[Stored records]
+===+
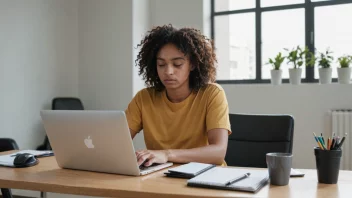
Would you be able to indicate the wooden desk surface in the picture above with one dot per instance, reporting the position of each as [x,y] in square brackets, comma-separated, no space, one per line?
[48,177]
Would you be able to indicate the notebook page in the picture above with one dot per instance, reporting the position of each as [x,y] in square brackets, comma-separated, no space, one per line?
[190,168]
[217,176]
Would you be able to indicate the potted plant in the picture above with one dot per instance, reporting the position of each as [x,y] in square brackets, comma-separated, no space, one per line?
[276,72]
[295,56]
[325,71]
[344,71]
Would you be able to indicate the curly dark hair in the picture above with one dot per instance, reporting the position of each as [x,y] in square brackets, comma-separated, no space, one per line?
[189,41]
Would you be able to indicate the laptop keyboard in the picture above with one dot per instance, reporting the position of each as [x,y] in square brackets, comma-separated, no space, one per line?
[147,167]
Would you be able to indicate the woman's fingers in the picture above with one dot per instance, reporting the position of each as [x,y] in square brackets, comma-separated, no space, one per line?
[143,157]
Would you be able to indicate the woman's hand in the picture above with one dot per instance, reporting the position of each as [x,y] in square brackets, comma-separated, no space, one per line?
[148,157]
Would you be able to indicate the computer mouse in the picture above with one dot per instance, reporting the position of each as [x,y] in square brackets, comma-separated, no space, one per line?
[25,160]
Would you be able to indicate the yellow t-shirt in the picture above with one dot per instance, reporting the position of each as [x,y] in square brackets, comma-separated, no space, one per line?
[182,125]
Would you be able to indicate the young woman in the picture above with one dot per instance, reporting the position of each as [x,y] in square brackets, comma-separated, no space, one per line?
[183,114]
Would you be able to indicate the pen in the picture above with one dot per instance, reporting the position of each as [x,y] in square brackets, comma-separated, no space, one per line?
[340,144]
[332,144]
[321,135]
[321,142]
[316,139]
[237,179]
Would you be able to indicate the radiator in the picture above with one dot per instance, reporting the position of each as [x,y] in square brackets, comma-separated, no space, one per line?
[342,124]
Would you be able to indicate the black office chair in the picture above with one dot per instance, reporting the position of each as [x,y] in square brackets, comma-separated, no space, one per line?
[62,103]
[67,103]
[255,135]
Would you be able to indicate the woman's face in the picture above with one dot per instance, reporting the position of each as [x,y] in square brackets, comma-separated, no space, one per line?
[173,67]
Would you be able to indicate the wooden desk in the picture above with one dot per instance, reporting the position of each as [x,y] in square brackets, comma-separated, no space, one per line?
[48,177]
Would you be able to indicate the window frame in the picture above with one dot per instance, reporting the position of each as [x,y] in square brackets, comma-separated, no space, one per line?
[309,8]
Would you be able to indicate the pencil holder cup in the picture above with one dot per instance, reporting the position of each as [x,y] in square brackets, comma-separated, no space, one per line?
[328,165]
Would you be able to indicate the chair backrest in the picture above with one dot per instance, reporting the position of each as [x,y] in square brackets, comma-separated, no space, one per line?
[66,103]
[62,103]
[255,135]
[7,144]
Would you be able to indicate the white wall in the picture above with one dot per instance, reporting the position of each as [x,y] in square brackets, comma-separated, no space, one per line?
[141,24]
[180,13]
[38,61]
[105,53]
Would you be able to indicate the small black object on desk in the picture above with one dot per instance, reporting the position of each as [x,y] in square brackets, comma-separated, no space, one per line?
[25,160]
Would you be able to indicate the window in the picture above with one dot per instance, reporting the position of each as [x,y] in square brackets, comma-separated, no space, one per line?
[249,32]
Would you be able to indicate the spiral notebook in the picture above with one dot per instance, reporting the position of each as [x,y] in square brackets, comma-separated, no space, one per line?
[220,177]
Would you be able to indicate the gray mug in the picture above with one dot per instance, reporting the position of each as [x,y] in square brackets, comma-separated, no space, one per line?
[279,166]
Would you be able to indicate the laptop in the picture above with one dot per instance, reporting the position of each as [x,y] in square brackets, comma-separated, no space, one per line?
[91,140]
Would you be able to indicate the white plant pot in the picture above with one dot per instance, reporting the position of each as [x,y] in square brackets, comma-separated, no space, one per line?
[295,76]
[325,75]
[344,75]
[276,77]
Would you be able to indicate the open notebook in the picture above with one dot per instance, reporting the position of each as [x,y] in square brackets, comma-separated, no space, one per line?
[219,177]
[189,170]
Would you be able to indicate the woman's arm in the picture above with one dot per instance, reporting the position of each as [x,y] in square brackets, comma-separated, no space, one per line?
[214,153]
[133,133]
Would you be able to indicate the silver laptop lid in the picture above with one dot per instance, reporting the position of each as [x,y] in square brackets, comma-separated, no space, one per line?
[91,140]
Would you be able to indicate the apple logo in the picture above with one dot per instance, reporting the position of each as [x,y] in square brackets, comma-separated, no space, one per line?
[88,142]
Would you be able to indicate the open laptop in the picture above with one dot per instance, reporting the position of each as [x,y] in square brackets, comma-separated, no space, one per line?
[97,141]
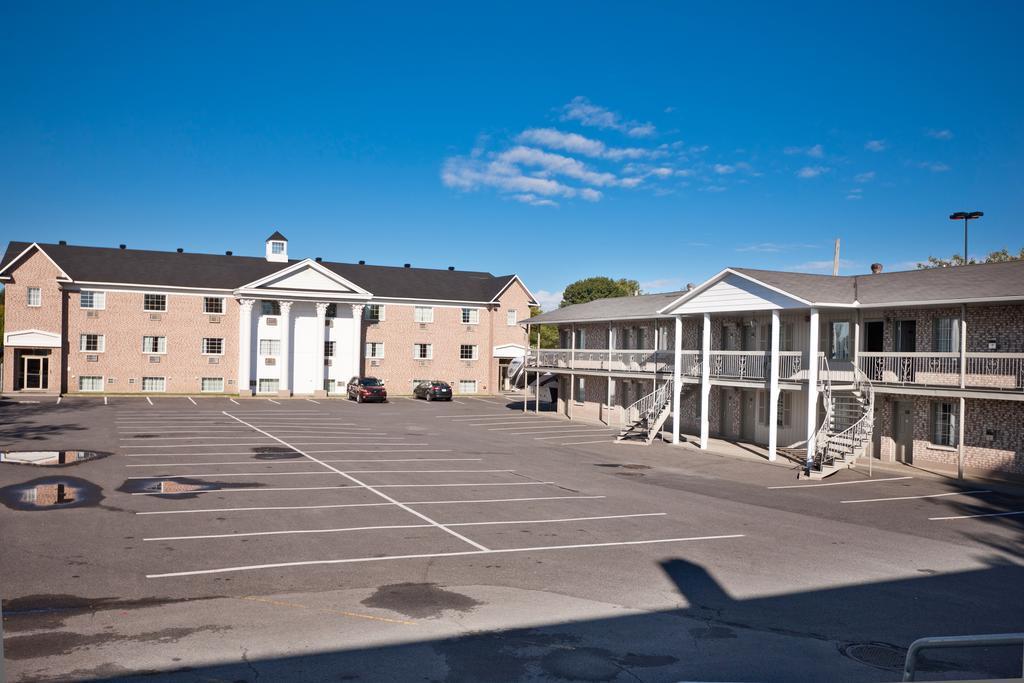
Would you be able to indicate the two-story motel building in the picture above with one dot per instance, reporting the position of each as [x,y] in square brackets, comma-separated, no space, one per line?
+===+
■ TASK BRIEF ■
Your copy should hold every record word for word and none of the pictures.

■ RIGHT ANSWER ■
Would you be able to indicate the wooden desk surface in the picture above with one dot per instance, reporting the position of each as [x,y] in square brackets, comma-separated, no space, one per line?
[48,177]
Would you be able to indicate the notebook page in the picture above with one dot per instance, reporting the position of each as [x,y] in square brackets, comma-separated, no space, one per line?
[190,168]
[217,176]
Would you be able to indicate the potted plant in the picture above with one dot per instance, reporting the position of each as [x,y] in square brackets, comma-separated, no space, one per line?
[276,72]
[295,56]
[325,71]
[344,71]
Would you be able to indicate the curly dark hair in the picture above with one dot per instance, reporting the position of each as [x,y] in square brackets, comma-separated, no space, one per line?
[189,41]
Would you be able to indicate the laptop keyboard in the picture above with one dot per instance, reporting the position of each as [x,y] in square brackets, comma-separated, no space, one per line?
[147,167]
Would you be able to indicate the woman's fingers in the picture above with one dot per instance, reporting the position of each as [x,y] in square brackets, comma-separated, no space, one per line?
[143,157]
Would you be able to indicate the woman's hand in the picture above with one dot per instance, reporting the position of each as [x,y] in square brackets, comma-separated, no space, one per line?
[148,157]
Would you be able to indicate the computer mouse in the picture above with one dot per instance, reporting the position of each as [x,y] in square brackets, comma-separated, no space, one per line?
[25,160]
Would you be able to indicate the yellow t-shirt in the picture above with one dot per instance, reporting the position of each as [x,y] in square brackets, comma-separated, no space, one per line?
[182,125]
Would you be able to indicate the young woman in the picture above with one dot per instance, reporting the position of each as [x,y] in square brackets, comma-separated, no space, one per line?
[183,114]
Would you be able to indicate the pen in the picture above with one dot per instance, reporting the position of each as [x,y] in square brackets, comma-separated, no space, one per line?
[340,144]
[332,144]
[321,135]
[321,142]
[316,139]
[237,179]
Would you be able to indicate the radiator in the picture above with one dot per instance, reporting the position of each as [x,y] in square brackets, comma-separated, no space, one per line?
[342,124]
Would you be able to indicate the black office chair in the picture above with one dot per instance, reporting the position of each as [x,y] in square brackets, comma-separated, no space, one per line?
[62,103]
[67,103]
[255,135]
Would you be able to indicate the woman's face in the picture above with one dot per instance, reporting the position of each as [x,y] in square brackets, comma-separated, no space, one per line?
[173,67]
Would you be able to indicate the wooden desk in the picture above with one dot per instance, reporting the position of each as [x,y] in square brackets, comma-separated, no space, one per line?
[48,177]
Would you be able to indicate the window frame in the picture above with one dot per instance, reporting the position of each as [x,y] in square brackets, comma-separated, no space, one per line?
[309,8]
Would you be able to indicate the pencil holder cup in the picture above with one dot per instance, reporting the position of each as [x,y] in square brackets, comma-separated, no space, one per line?
[328,165]
Would you be able to indicate the chair backrest in the picture above with one dot per instance, reporting the position of each as [x,y] in square brackets, comma-separated, no space, one per line?
[66,103]
[62,103]
[255,135]
[7,144]
Would you be able to indicate the white wall in the picture above with one dot per instance, reporting the position of each as [x,y] in square brackets, comma-separated, no space, one per line?
[141,24]
[180,13]
[38,61]
[105,53]
Would you be able to indicate the small black object on desk in the picture above with one dot per instance, reporting the position of each as [x,y] in square brackets, comma-separated, no space, one per line?
[25,160]
Would you be able to indicate the window in the picture above with one dot per instance, reporting the position of each as [x,y] in square brackets, comma-separated, no space, one per line?
[249,32]
Would you be able to indicate the spiral notebook in the picture above with one dot per instance, reporting the position of each as [x,y] in square brackets, comma-separated, no space, one per line?
[220,177]
Would you be able to indicate the gray mug in the picture above with one dot per instance, reporting the position of each as [x,y] in square brackets, comma-separated, no space, one per line?
[279,166]
Would you be able to indicate the laptop in the picture above with one dot per instance, reporting the position of each as [x,y] in square brackets, comma-separated, no space, one per line?
[91,140]
Would you be able to indicate the white plant pot in the picture above with one dot per instance, reporting the position of each as [x,y] in square brackets, comma-separated, no space, one per line?
[295,76]
[325,75]
[344,75]
[276,77]
Would you be able to indicate the open notebook in the picture above with one dot per instance, reporting the position of each as [x,y] in square brackets, comma-separated, no space, one per line?
[219,177]
[189,170]
Would you be able to indicate the woman's arm in the picture above with one dot per instance, reporting the position of each as [x,y] in square brackets, comma-separated, no space, one per line?
[214,153]
[133,133]
Would you be able to indicate the silver laptop lid in the picture above with one dot per instance, reporting the position of each as [x,y] in square brackets, comma-separated, no space, one per line?
[91,140]
Would you be able to indicate the apple logo in the picture above with one dot per instance, reporting the position of each as [x,y] in square brackets, comma-separated, no space, one per line?
[88,142]
Would you be able to indicate the open laptop in the picture above with one dot per instance, reporting the position of each as [x,y] in square brackets, comma-separated, no space, one per line?
[97,141]
Would you be able to indicate the two-story motel building in the picture above with one dot per instance, reporting the position of each as [x,y] in square brackets, comma-separated, no space, one per line?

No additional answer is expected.